• _Problem requirements_:
Quote word for word the lines of the records below, starting at the line containing "One marker serves each instance of the man in blue" and ending with, and including, the line containing "One marker serves each instance of the white window".

• _Information provided_:
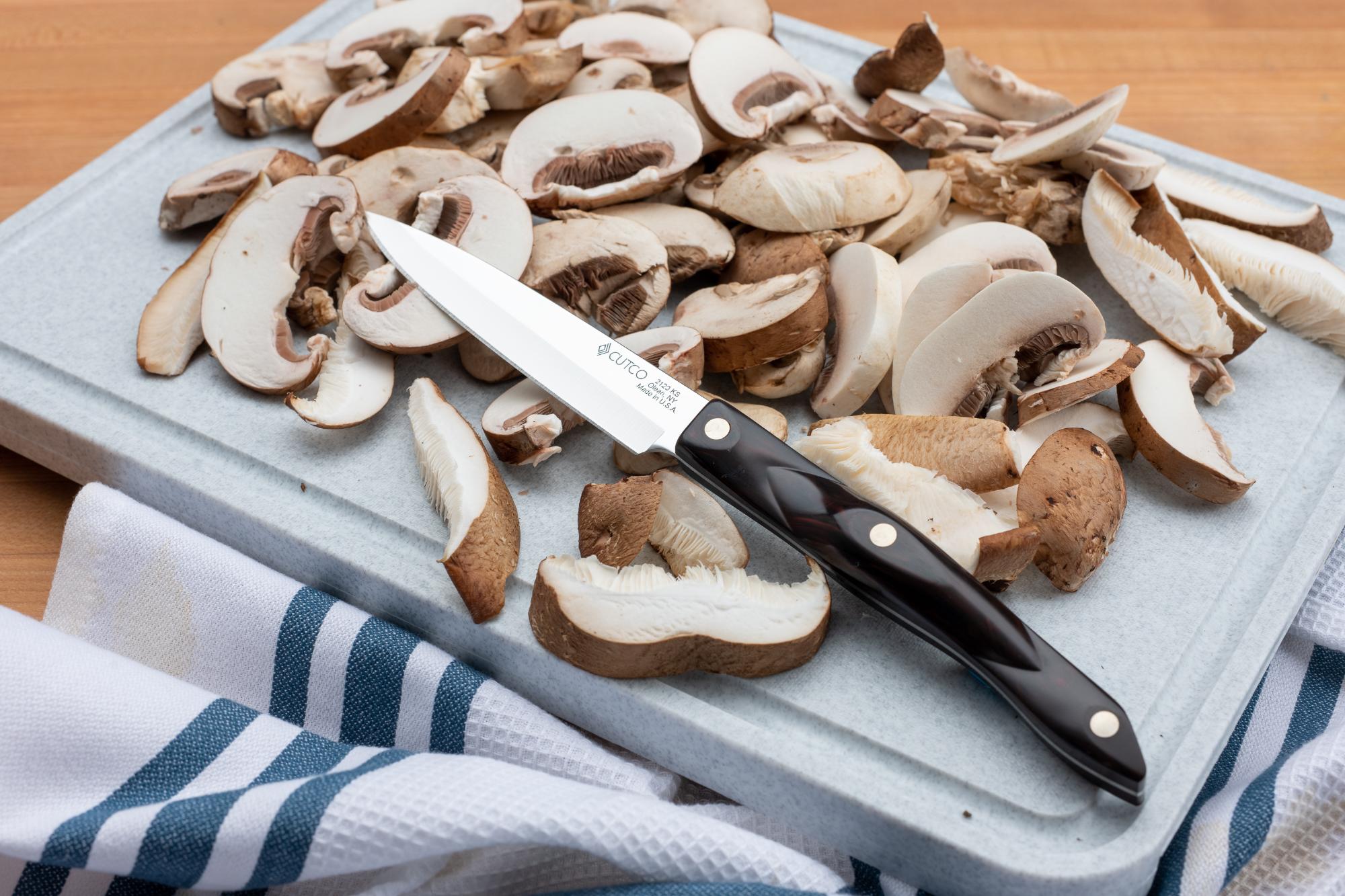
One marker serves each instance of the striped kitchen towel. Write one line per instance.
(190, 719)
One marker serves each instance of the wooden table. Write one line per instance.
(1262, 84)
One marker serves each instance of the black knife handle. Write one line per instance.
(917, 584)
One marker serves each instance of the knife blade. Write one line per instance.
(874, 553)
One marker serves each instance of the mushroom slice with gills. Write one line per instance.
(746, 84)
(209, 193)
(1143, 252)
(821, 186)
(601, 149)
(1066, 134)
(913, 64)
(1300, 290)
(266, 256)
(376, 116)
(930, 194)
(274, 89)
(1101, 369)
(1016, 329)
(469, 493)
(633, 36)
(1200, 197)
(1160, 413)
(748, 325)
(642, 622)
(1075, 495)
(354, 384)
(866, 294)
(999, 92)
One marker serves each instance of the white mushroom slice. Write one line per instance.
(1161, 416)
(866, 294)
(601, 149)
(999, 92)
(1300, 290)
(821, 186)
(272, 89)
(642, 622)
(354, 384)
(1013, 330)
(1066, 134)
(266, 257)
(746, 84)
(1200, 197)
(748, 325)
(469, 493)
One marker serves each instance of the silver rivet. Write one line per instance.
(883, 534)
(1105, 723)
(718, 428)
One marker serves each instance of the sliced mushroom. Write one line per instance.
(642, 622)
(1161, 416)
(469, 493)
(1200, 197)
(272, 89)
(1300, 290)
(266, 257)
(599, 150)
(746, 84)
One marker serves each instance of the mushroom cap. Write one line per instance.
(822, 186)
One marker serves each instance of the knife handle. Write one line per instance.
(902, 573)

...

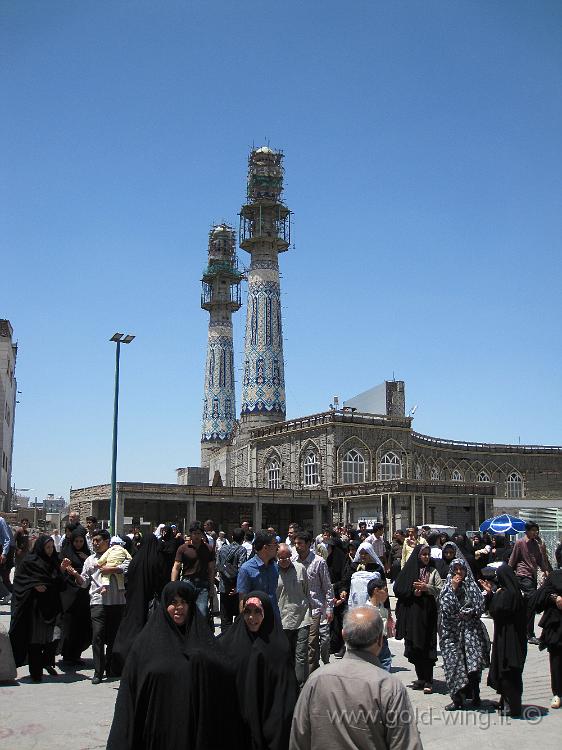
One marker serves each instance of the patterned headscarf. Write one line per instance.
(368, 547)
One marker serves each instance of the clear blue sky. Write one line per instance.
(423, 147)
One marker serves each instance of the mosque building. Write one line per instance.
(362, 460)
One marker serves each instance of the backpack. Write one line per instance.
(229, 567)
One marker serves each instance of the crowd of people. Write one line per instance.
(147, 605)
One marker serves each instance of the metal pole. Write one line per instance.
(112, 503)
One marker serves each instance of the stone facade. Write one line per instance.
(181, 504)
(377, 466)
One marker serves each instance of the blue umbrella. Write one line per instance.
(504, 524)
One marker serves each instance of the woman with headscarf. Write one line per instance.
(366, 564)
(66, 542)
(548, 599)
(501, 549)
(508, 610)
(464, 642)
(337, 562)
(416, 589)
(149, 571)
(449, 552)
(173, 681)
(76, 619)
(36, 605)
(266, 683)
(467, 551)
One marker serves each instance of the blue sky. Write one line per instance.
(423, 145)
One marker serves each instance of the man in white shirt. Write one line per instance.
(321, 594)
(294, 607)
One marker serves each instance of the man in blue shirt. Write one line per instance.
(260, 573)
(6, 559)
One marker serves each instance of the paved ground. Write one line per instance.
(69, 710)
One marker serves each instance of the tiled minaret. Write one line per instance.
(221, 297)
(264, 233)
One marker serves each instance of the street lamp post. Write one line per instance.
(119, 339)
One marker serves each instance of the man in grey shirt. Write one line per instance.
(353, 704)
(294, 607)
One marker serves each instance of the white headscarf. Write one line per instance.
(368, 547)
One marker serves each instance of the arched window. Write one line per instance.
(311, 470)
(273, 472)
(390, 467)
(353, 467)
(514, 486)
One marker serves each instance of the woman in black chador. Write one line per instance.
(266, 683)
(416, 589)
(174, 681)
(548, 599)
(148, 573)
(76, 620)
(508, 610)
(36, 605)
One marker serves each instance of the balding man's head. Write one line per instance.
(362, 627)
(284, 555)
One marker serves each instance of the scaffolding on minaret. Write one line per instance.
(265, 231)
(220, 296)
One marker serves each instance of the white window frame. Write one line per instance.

==

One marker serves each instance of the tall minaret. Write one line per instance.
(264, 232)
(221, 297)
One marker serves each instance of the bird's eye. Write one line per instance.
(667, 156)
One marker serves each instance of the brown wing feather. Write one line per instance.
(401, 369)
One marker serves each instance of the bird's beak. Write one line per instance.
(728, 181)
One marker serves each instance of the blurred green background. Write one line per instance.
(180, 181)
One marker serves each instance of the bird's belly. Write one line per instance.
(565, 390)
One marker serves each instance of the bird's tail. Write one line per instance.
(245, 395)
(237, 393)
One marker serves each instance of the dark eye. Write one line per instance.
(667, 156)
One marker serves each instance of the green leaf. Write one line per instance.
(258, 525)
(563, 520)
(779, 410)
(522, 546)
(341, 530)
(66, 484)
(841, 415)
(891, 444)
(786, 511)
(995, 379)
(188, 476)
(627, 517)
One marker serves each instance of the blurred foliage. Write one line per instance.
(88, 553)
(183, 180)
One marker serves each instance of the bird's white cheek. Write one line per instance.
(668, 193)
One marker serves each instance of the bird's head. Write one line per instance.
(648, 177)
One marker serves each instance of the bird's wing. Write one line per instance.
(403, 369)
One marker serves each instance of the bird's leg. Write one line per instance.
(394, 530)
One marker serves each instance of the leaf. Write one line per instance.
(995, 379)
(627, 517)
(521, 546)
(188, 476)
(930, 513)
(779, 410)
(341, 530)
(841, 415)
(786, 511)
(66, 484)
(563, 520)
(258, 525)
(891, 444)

• _Exercise answer_:
One marker serves each instance of the man in blue shirt. Write one line per instance.
(260, 573)
(6, 559)
One marker serves each instance of the paved ground. Write one line per instance.
(69, 710)
One marker serves each instance of the tiled minaret. Write one line per instance.
(221, 297)
(264, 233)
One marker serves each instance of the street lamp post. Write one line per instance.
(119, 339)
One marker serves each instance of the man in grey shirt. Write one line per instance.
(353, 704)
(294, 607)
One marker serves each instance of the white headscarf. Write one line per instance.
(368, 547)
One marker serves each instance of the arched window. Write one line per instance.
(311, 470)
(273, 472)
(390, 467)
(353, 467)
(514, 486)
One marker serves each instance of the woman in black chador. Write one line per instance.
(266, 683)
(416, 589)
(174, 681)
(548, 599)
(148, 573)
(76, 620)
(508, 610)
(36, 605)
One marker serves each instance of the balding man's head. Write one line per instance.
(362, 627)
(284, 555)
One marker serves each instance of the scaffolding on minaret. Write one line per instance.
(265, 231)
(220, 296)
One marker serves each instance of the white window frame. Write one line per instance.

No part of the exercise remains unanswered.